:: Document passage ::

Birders are coming out of their nests. For some members of local birding groups, staying at home for months left them eager to get out of their houses and see some birds. This motivated the Brownwood Birders to resume birding trips a month earlier than some other birding groups plan to. “We normally don’t start until October when it cools off, but a lot of our members requested we get going,” said Stan Lavender, one of the trip leaders for the Brownwood Birders, an informal group. Its members resumed birding trips Sept. 8, with a trek near the Chitty Chatty Preserve, and continued Tuesday with a walk along the Fenney Springs Nature Trail. Lavender, of the Village of Gilchrist, described these early trips as preseason outings.
Apart from the cooler weather, birding clubs typically start their activities in October to time with the arrival of migratory species from up North.
That’s what the Village Birders are set to do. They’ll restart group birding trips Oct. 12 with a Meet and Bird trip in The Villages led by Alice Horst.
The specific location in The Villages will depend on where the birds are.
“Our leaders are in the field a lot and know the best places, so we keep the schedule flexible,” Village Birders President Gary Babic said.
Socially distanced nature walks
Allowing the trips to return meant following guidance from the Centers for Disease Control and Prevention for social distancing to prevent the spread of COVID-19.
The Village Birders, for instance, aren’t offering club-sponsored carpools to birding trip sites as they usually do, said Babic, of the Village of Summerhill.
Groups will be limited to 10 people, including the trip leader, he said. If more than 10 people are interested in going, another group with another trip leader will be formed.
The Village Birders’ approach to organizing smaller groups on trips also is being utilized by the Oklawaha Valley Audubon Society, the Audubon chapter for Lake County and The Villages.
Its members have their first field trip of the season planned for Oct. 5 at Pine Meadows Conservation Area in Eustis. They plan to limit groups to no more than six people, said Peg Lindsay, the chapter’s field trip coordinator.

:::

### Task instructions
• a. Translate this sentence from the birding article into Spanish: "The specific location in The Villages will depend on where the birds are."
• b. From the birding article, write out the passage that begins with the words "That’s what the" and ends with "Village of Summerhill.".

:: Entries provided ::

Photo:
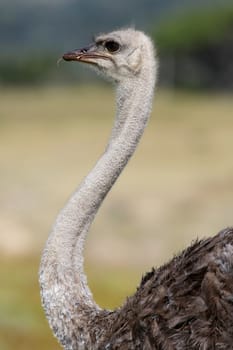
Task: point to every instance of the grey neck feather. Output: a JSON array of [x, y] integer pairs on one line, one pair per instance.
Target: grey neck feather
[[64, 290]]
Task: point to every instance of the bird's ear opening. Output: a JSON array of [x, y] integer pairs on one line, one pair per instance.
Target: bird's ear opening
[[135, 59]]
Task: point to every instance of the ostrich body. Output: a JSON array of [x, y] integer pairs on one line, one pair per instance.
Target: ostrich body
[[185, 304]]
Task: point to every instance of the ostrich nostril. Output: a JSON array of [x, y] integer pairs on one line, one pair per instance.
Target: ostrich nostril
[[84, 50]]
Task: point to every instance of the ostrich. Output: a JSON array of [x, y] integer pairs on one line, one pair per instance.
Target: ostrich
[[185, 304]]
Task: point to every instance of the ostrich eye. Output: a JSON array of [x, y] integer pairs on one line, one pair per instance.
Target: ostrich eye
[[112, 46]]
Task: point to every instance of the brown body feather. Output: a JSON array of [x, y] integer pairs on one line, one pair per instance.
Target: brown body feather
[[185, 304]]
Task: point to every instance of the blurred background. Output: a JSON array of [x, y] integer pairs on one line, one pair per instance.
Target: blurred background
[[54, 124]]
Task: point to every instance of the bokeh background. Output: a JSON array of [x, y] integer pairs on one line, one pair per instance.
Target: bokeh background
[[54, 124]]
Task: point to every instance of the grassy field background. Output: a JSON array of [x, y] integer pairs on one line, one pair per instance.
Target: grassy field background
[[177, 187]]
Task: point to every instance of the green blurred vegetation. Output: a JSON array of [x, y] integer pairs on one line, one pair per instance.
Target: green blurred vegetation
[[194, 29], [27, 70]]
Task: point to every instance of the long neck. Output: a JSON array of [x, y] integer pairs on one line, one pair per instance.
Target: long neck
[[64, 289]]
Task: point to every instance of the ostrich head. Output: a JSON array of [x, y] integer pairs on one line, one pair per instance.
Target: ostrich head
[[118, 55]]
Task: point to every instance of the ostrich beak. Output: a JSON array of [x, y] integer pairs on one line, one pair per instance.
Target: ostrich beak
[[88, 54]]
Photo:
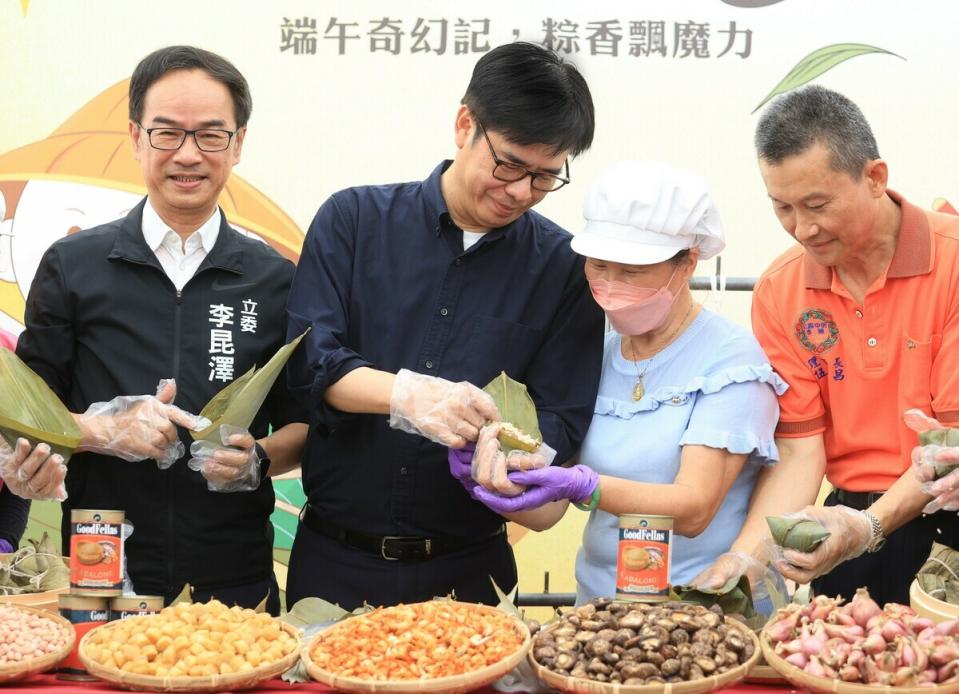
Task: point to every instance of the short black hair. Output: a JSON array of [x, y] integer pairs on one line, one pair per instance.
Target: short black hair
[[171, 58], [798, 119], [531, 96]]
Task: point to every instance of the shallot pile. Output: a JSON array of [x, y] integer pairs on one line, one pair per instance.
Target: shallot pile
[[861, 642]]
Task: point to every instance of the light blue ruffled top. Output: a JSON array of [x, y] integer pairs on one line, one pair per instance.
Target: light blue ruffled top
[[713, 386]]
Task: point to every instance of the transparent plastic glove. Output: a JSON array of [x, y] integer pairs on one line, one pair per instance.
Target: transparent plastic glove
[[925, 459], [547, 484], [445, 412], [32, 472], [137, 427], [231, 467], [850, 533], [767, 585]]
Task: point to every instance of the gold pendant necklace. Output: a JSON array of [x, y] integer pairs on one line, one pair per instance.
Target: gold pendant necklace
[[639, 390]]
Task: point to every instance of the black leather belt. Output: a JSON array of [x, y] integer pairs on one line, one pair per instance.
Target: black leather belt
[[392, 547], [856, 500]]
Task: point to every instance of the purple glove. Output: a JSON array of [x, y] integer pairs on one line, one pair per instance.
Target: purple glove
[[461, 461], [544, 485]]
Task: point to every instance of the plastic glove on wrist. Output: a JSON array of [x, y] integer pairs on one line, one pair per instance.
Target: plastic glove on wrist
[[447, 413], [850, 534], [928, 461], [138, 427], [233, 466], [32, 472]]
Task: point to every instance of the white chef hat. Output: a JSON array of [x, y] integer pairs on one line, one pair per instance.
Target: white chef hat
[[641, 212]]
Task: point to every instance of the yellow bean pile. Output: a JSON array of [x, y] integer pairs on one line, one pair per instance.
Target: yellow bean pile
[[26, 636], [195, 640]]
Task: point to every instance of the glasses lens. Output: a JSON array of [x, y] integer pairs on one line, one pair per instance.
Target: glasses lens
[[509, 172], [547, 183], [212, 140], [166, 138]]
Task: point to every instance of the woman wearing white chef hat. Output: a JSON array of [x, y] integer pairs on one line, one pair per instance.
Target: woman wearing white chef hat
[[686, 410]]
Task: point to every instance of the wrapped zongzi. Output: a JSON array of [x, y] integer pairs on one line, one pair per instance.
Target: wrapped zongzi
[[238, 403], [519, 429], [799, 534]]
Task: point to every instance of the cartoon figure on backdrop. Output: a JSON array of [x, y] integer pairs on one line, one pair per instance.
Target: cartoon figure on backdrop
[[81, 176]]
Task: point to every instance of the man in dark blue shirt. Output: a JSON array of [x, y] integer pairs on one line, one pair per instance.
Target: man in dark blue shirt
[[417, 293]]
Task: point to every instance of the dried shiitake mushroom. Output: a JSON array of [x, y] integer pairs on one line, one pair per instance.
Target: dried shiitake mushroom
[[641, 643]]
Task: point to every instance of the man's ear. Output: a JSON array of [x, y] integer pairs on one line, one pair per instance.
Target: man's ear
[[876, 173], [464, 126]]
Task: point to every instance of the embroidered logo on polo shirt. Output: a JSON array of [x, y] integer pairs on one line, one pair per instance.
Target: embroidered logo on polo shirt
[[816, 330]]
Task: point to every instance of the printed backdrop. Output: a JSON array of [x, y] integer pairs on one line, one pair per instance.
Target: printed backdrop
[[365, 91]]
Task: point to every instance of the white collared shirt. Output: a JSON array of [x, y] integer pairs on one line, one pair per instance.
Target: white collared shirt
[[179, 259]]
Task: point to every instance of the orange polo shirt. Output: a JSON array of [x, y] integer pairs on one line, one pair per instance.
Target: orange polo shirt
[[854, 369]]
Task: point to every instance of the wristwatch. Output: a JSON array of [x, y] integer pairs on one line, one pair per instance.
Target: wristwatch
[[264, 459], [878, 538]]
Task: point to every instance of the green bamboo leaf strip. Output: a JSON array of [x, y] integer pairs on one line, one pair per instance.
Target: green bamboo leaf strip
[[734, 597], [797, 533], [29, 409], [948, 437], [238, 403], [819, 62], [520, 424]]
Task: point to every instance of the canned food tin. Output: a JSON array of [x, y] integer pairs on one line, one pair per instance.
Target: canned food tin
[[96, 551], [135, 606], [84, 612], [643, 561]]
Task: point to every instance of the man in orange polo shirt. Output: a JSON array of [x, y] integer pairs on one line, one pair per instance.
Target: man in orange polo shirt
[[862, 320]]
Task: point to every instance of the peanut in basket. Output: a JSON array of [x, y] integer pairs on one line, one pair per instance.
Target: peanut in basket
[[192, 640]]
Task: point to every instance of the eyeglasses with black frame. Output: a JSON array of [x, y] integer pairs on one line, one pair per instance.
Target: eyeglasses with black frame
[[207, 139], [510, 173]]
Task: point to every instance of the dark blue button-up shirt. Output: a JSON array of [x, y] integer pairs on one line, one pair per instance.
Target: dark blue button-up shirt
[[384, 282]]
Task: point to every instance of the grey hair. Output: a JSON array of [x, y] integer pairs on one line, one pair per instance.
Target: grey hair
[[799, 119]]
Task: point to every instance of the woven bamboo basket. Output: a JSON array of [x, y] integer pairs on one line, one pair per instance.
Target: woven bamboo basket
[[564, 683], [927, 606], [456, 684], [18, 671], [823, 684], [213, 683]]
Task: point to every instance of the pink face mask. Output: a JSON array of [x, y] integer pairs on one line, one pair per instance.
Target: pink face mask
[[633, 310]]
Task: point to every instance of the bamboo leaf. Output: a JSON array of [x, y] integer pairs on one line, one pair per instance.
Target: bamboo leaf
[[516, 407], [735, 597], [799, 534], [818, 62], [28, 408], [238, 403]]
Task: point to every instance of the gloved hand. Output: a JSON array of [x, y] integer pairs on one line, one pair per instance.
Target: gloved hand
[[548, 484], [490, 466], [232, 467], [445, 412], [137, 427], [925, 459], [32, 473], [767, 585], [850, 534]]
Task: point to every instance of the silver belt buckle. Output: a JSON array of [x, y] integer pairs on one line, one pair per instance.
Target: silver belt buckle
[[428, 545], [383, 547]]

:::

### Task responses
• a. La ubicación específica en The Villages dependerá de dónde estén las aves.

• b.
That’s what the Village Birders are set to do. They’ll restart group birding trips Oct. 12 with a Meet and Bird trip in The Villages led by Alice Horst.
The specific location in The Villages will depend on where the birds are.
“Our leaders are in the field a lot and know the best places, so we keep the schedule flexible,” Village Birders President Gary Babic said.
Socially distanced nature walks
Allowing the trips to return meant following guidance from the Centers for Disease Control and Prevention for social distancing to prevent the spread of COVID-19.
The Village Birders, for instance, aren’t offering club-sponsored carpools to birding trip sites as they usually do, said Babic, of the Village of Summerhill.